::: TEXTO DE ORIGEN :::

Reinhold Niebuhr calificó esta capacidad de desafiar a las fuerzas de la represión como “una locura sublime del alma”. Niebuhr escribió que “nada más que la locura puede luchar contra el poder maligno y la ‘maldad espiritual en las altas esferas’”. Esta locura sublime, como Niebuhr entendía, es peligrosa, pero es vital. Sin ella, “la verdad se oscurece”. Y Niebuhr también sabía que el liberalismo tradicional era una fuerza inútil en momentos extremos. El liberalismo, dijo Niebuhr, “carece del espíritu de entusiasmo, por no decir de fanatismo, que es tan necesario para sacar al mundo de sus caminos trillados. Es demasiado intelectual y demasiado poco emocional para ser una fuerza eficiente en la historia”.

Los profetas de la Biblia hebrea tenían esta locura sublime. Las palabras de los profetas hebreos, como escribió Abraham Heschel , eran “un grito en la noche. Mientras el mundo está tranquilo y dormido, el profeta siente la ráfaga del cielo”. El profeta, al ver y enfrentarse a una realidad desagradable, se vio, como escribió Heschel, “obligado a proclamar exactamente lo contrario de lo que su corazón esperaba”. 

Esta locura sublime es lo esencial. Es la aceptación de que cuando te pones del lado de los oprimidos, recibes el mismo trato que ellos. Es la aceptación de que, aunque empíricamente todo lo que luchamos por lograr durante nuestra vida puede ser peor, nuestra lucha se valida por sí misma. 

Como escribió Hannah Arendt en “Los orígenes del totalitarismo”, las únicas personas moralmente confiables no son las que dicen “esto está mal” o “esto no debería hacerse”, sino las que dicen “no puedo”. 

En “La sociedad abierta y sus enemigos”, Karl Popper escribe que la cuestión no es cómo conseguir que gobiernen las buenas personas. Popper dice que esa es la pregunta equivocada. La mayoría de las personas atraídas por el poder, escribe, “raramente han estado por encima de la media, ya sea moral o intelectualmente, y a menudo [han estado] por debajo de ella”. La cuestión es cómo construimos fuerzas para restringir el despotismo de los poderosos. Hay un momento en las memorias de Henry Kissinger (no compre el libro) en el que Nixon y Kissinger observan a decenas de miles de manifestantes contra la guerra que han rodeado la Casa Blanca. La administración de Nixon había colocado autobuses urbanos vacíos en un círculo alrededor de la Casa Blanca para mantener a raya a los manifestantes. “Henry”, dijo, “van a romper las barricadas y acabar con nosotros”.

::: ENTRADAS DE DATOS :::

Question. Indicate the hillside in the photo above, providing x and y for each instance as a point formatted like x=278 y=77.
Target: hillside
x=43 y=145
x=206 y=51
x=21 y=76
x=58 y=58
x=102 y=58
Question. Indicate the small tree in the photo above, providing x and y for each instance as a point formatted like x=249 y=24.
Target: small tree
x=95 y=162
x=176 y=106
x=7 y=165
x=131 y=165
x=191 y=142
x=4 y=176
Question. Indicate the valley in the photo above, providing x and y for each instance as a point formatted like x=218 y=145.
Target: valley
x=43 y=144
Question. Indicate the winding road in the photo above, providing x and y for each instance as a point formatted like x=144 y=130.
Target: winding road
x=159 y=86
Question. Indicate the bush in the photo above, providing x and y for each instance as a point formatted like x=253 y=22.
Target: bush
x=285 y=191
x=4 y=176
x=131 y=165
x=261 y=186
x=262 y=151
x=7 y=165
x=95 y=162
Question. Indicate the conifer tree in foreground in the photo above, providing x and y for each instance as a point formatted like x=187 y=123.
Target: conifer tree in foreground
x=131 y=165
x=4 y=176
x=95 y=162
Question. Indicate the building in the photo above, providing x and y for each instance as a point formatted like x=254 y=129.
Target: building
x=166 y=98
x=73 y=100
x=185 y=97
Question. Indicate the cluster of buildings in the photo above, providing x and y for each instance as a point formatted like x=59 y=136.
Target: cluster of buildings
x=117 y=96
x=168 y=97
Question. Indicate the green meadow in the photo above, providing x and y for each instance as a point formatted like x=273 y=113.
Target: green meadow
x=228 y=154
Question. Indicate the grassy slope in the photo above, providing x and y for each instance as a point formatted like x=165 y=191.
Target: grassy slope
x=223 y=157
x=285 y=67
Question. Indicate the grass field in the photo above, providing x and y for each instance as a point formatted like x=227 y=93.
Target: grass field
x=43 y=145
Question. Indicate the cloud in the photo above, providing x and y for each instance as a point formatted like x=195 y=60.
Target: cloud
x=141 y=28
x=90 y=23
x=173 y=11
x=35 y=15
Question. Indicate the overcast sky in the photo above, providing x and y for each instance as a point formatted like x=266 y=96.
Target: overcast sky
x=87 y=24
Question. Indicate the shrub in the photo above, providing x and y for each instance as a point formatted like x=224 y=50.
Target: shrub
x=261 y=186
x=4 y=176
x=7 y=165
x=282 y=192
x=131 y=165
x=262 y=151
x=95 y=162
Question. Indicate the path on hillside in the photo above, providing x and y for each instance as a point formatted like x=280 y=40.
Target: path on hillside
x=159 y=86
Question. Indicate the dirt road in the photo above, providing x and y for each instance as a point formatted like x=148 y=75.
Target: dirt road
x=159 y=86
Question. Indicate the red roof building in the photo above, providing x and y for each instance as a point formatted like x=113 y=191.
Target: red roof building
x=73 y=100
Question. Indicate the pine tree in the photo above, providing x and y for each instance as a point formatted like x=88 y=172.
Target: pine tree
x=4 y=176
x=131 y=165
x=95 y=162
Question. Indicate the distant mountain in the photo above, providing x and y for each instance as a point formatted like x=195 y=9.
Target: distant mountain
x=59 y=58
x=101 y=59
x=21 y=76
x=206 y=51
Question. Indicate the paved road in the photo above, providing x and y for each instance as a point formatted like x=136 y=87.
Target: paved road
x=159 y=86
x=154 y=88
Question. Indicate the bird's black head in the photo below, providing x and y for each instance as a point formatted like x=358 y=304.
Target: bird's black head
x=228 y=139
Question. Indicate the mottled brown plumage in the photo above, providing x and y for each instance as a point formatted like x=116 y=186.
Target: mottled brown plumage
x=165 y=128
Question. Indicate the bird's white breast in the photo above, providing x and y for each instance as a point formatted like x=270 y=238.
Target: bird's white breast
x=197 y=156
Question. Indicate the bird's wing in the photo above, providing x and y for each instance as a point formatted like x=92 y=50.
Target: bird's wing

:::

## EJERCICIO 1
Indica si cada afirmación coincide con el texto sobre la locura sublime y cita las palabras exactas que lo deciden: (a) Según Niebuhr, el liberalismo tradicional es una fuerza eficaz en momentos extremos. (b) Según Arendt, las personas moralmente confiables son las que dicen "no puedo". (c) Popper sostiene que la cuestión central es cómo conseguir que gobiernen las buenas personas.
## EJERCICIO 2
Prosigue el texto sobre la locura sublime a partir de su última oración.
El material no interviene en esta actividad.

## SOLUCIÓN 1
(a) No: «el liberalismo tradicional era una fuerza inútil en momentos extremos».
(b) Sí: «sino las que dicen “no puedo”».
(c) No: «la cuestión no es cómo conseguir que gobiernen las buenas personas».

## SOLUCIÓN 2
Y es precisamente ahí donde queremos que estén las personas que ocupen el poder. Por eso, aunque no era liberal, Nixon fue nuestro último presidente liberal. Tenía miedo de los movimientos y, si no podemos hacer que las élites nos tengan miedo, fracasaremos. 

Debemos construir estructuras organizadas de desafío abierto. Puede que esto lleve años, pero sin un contrapeso potente, sin una visión alternativa y estructuras alternativas de autogobierno, nos veremos cada vez más imposibilitados. Cada acción que tomemos, cada palabra que pronunciemos debe dejar en claro que nos negamos a participar en nuestra propia esclavitud y destrucción. 

El coraje es contagioso. Las revoluciones comienzan, como vi en Alemania del Este, con unos pocos clérigos luteranos que marchaban por las calles de Leipzig con velas encendidas. Terminan con medio millón de personas protestando en Berlín Oriental, la deserción de la policía y el ejército al bando de los manifestantes y el colapso del Estado de la Stasi. Pero las revoluciones sólo ocurren cuando unos pocos disidentes deciden que ya no van a cooperar.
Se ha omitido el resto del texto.